*** Opening of Working data ***
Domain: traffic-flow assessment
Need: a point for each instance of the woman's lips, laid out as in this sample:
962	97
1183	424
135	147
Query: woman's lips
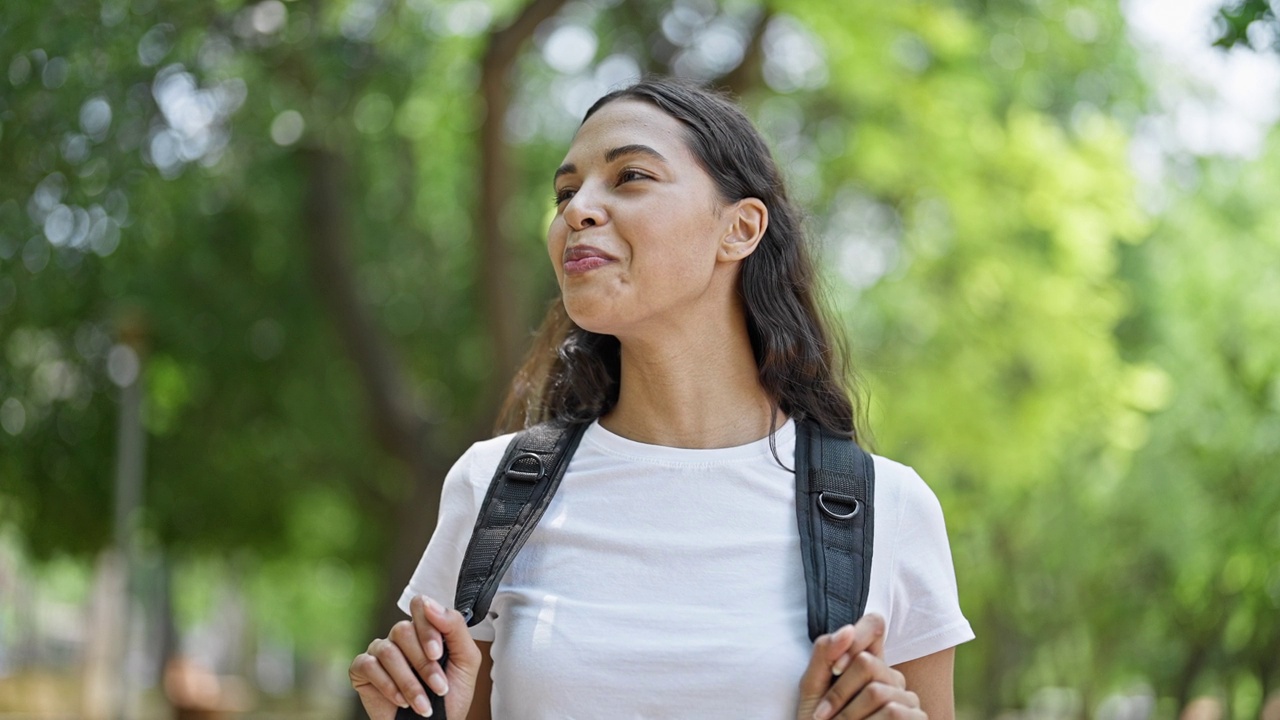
584	259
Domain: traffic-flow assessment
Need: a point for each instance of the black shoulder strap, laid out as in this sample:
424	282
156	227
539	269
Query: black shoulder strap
835	487
835	507
519	495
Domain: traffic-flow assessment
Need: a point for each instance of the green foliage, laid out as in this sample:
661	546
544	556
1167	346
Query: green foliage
1086	386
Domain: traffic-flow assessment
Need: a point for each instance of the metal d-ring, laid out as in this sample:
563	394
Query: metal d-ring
841	499
525	475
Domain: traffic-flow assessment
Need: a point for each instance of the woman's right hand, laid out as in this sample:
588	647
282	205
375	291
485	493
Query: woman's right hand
383	675
848	678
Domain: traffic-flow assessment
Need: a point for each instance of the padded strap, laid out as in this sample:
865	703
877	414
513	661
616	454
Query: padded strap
519	493
835	507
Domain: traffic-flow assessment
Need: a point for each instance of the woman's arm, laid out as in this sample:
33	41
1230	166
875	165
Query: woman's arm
484	686
931	679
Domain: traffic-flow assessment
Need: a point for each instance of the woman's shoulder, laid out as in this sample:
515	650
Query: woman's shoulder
476	465
901	491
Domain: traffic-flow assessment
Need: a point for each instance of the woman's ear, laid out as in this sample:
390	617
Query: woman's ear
750	218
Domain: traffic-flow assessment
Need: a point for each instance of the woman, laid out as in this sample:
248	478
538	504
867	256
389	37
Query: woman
664	579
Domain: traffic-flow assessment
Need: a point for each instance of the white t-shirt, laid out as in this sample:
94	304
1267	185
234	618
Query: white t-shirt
667	582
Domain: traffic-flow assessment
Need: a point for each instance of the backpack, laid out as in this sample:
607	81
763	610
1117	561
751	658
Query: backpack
835	507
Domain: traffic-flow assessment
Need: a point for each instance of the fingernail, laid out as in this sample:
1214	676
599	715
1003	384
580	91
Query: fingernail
841	665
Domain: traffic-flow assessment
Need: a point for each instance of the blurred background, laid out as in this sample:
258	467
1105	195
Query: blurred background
265	269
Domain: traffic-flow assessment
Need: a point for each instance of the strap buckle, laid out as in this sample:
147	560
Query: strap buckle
845	500
526	475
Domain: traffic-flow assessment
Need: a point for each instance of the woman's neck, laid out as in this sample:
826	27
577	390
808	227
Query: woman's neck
695	387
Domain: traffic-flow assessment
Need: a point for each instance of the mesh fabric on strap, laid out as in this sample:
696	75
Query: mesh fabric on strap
519	493
835	506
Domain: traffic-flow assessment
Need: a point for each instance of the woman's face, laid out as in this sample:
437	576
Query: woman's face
639	226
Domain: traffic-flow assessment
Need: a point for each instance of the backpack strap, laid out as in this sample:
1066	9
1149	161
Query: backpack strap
519	493
835	507
531	469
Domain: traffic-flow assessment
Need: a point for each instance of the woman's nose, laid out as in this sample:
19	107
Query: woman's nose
584	212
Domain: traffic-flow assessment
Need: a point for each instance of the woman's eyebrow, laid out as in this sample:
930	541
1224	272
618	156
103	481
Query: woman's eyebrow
635	149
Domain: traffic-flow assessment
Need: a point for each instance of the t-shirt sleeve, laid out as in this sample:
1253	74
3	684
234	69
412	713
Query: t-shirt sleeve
437	574
924	605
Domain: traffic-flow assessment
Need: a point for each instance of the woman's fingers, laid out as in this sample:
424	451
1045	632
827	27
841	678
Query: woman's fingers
867	686
452	629
428	637
868	637
895	711
405	638
376	689
880	700
831	656
398	664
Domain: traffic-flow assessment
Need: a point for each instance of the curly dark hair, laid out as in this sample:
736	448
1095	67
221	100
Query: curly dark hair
572	374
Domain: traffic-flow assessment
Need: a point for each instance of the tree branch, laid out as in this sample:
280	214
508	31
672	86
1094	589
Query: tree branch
502	290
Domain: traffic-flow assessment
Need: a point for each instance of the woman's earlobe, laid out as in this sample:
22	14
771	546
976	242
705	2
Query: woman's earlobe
752	218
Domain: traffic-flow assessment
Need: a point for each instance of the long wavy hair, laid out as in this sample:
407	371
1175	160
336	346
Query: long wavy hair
572	374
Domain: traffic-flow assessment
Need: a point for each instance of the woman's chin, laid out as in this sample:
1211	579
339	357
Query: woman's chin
588	315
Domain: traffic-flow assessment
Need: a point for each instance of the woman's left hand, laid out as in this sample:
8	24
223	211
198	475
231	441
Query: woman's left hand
848	678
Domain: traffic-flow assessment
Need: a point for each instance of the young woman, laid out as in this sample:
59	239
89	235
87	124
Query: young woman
666	579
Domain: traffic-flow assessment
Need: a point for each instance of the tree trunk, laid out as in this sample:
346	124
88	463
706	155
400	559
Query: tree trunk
502	290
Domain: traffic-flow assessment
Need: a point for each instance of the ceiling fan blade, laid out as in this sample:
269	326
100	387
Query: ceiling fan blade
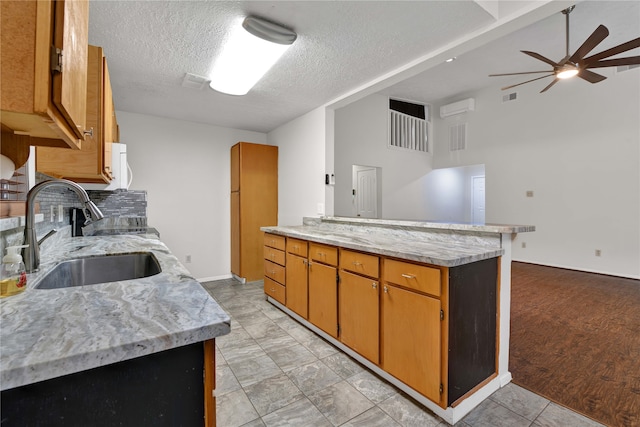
594	40
550	84
590	76
539	57
524	72
528	81
631	60
631	44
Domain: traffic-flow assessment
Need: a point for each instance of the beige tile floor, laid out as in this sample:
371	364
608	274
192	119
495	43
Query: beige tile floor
271	371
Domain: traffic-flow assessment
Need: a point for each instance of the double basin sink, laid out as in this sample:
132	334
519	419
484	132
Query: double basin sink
100	269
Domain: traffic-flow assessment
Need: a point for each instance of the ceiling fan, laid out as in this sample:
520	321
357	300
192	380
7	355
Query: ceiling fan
577	64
*** Close of Working data ***
### Exercise details
Restate each entry word for word; pictures stay out of the copy.

### Task response
Domain: traffic-flow assessment
Need: a point for each instance of the woman's lips, laid out as in this sample:
962	97
1183	424
135	147
Query: woman's lips
584	259
Domain: traffic-flow assessment
Need: a point for each instance of the black shoulder strap, laid out as in this sample:
424	282
156	227
539	269
Query: black shoulder strap
835	487
835	507
519	495
Domain: traffic-flow assessment
Need: a point for each instance of the green foliage, laid out as in this sample:
661	546
544	556
1167	346
Query: green foliage
1086	386
Domain: traffic-flow assessment
Need: a point for each instance of the metal d-ring, laid out as in this sample:
563	394
Query: metal d-ring
841	499
525	475
Domain: traffic-flow assessment
Need: a point for each instance of the woman's right hand, laid out as in this sample:
588	647
282	205
375	291
485	493
Query: woman's right hand
383	675
848	678
Domain: traffic-flow assessment
Need: a point for each instance of the padded strap, laid out as in this sample:
865	703
877	414
513	661
616	454
Query: padded strap
519	493
835	507
Domain: traffic-flow assessment
Need: a point for each instance of the woman's arm, laid out as in this sample:
33	41
1230	166
875	165
Query: woman's arm
484	686
931	679
Domain: traffic-flow assessment
Need: a point for each instance of the woman's shoulder, laid out as in this sample:
515	650
Query: woman's shoulder
476	465
901	491
Domain: traffic-flow assessment
Need: a point for each instance of the woman's ear, laid out as in this sample:
390	617
Query: woman's ear
750	218
Domain: traffic-flow assessment
Need: a point for each instance of the woman, laid out as in this sample:
248	478
538	504
867	256
389	37
Query: woman
664	579
Domain: traffic-flow assessment
Need: a point for each instance of the white t-shirt, laid out as in this sample:
94	304
1267	185
234	618
Query: white t-shirt
667	582
Domain: traffic-flow assessment
Need: a point for each instance of the backpack, laid out as in this sample:
607	81
763	610
1117	561
751	658
Query: backpack
835	507
Domain: traffic-flow assessment
Need: a point for each instance of the fingernail, laid out as in this sample:
1214	676
599	715
1003	384
580	91
Query: fingernail
841	665
Domain: traffic-flow assessment
Need: a point for each instance of the blurred background, laid out as in this sample:
258	467
1105	195
Query: blurred background
265	269
Domain: traffic-flow assessment
Need: a point for each instance of the strap buckle, laid out as in this sample:
147	560
Query: strap buckle
845	500
526	475
Domain: traffic-flow assessment
Need: a point for each instance of the woman's neck, laid out as in this sample:
826	27
577	390
808	227
Query: woman's neck
695	387
Domain: traffic-flow assessment
Need: a point for each instance of the mesh fabric on strap, laid out as in this sample:
696	75
Query: mesh fabric on strap
519	493
835	506
Domain: traffic-flow assessment
Need: a point for each instance of the woman's face, laid out as in this sample:
437	576
Query: woman's face
639	226
Domain: traffic-flow assessment
Need: a point for each instance of the backpack strap, laid out as in this sample:
1066	9
1149	161
Query: backpack strap
519	493
835	507
531	469
Domain: traffic-flow assessment
Need: a point for each instance of the woman's nose, laid out as in this sample:
19	107
Query: woman's nose
584	212
Domain: traffic-flow assessment
Need: a point for each instance of the woman's eyebrow, laid out as in this sample:
930	541
1224	272
618	156
103	481
Query: woman's eyebrow
635	149
Domain: traffic-flow assessment
Need: a point for each instance of the t-shirt sleeve, laid out as in this sample:
1253	74
3	684
234	69
412	713
Query: t-shirt sleeve
437	574
924	605
Domain: traffic-flow assessment
Need: a point for each instance of the woman's fingers, laid out as in this sample:
424	451
1045	632
827	27
841	678
Query: woman's fingers
867	686
452	629
428	637
868	637
895	711
405	638
376	689
880	700
831	656
398	664
Domain: traffic-flow assessment
Need: a point for each instance of the curly dark hair, laid out as in this sample:
736	448
1095	67
221	100
Query: curly dark hair
572	374
Domain: traffic-flow assessment
Need: a point for each instance of the tree branch, laid out as in this sample:
280	214
508	31
672	86
1094	589
Query: tree branch
502	290
Domain: traffic-flow assessment
Need: a point for each instance of the woman's earlobe, laid out as in this sample:
22	14
771	546
976	242
705	2
Query: woman's earlobe
752	218
Domain: traffic-flow assessment
Need: a point for each instance of the long wavy hair, laid out as in this sample:
407	371
1175	160
336	346
Query: long wavy hair
572	374
Domain: traffic-flow assessment
Need: a point for each instance of the woman's chin, laid out as in this sample:
1211	579
339	357
Query: woman's chin
588	315
Domain: traffic-flow assessment
Need: a point for each instance of the woman's left hand, laid out as in this sample:
8	24
223	211
198	475
231	441
Query: woman's left hand
848	678
Domain: traffic-flow assessment
Need: a point for each instance of the young woman, laid out as in this sample:
59	239
89	235
87	124
Query: young woman
666	579
Domain: traffic-flow assessment
Need: a point for each instance of the tree trunk, laid out as in this sample:
346	124
88	463
706	155
400	559
Query: tree trunk
502	290
Domain: traffic-flow assessment
Need: a point for each instance of the ceiling fan blade, laid out as in this sample:
269	326
100	387
Query: ceiling fan blade
594	40
550	84
590	76
539	57
524	72
528	81
631	60
631	44
Domain: traffic-flow assessment
Need: a point for each instance of the beige tile floor, laid out as in this sample:
371	364
608	274
192	119
495	43
Query: beige tile floor
271	371
Domain: traffic-flow assessment
Need: a point for each instance of the double basin sink, laid out as in this sample:
132	334
519	419
484	132
Query: double basin sink
100	269
Domain: traffic-flow assessment
Need: a point for each instance of the ceiling fan, laid out as in this sample:
520	321
357	300
192	380
7	355
Query: ceiling fan
577	64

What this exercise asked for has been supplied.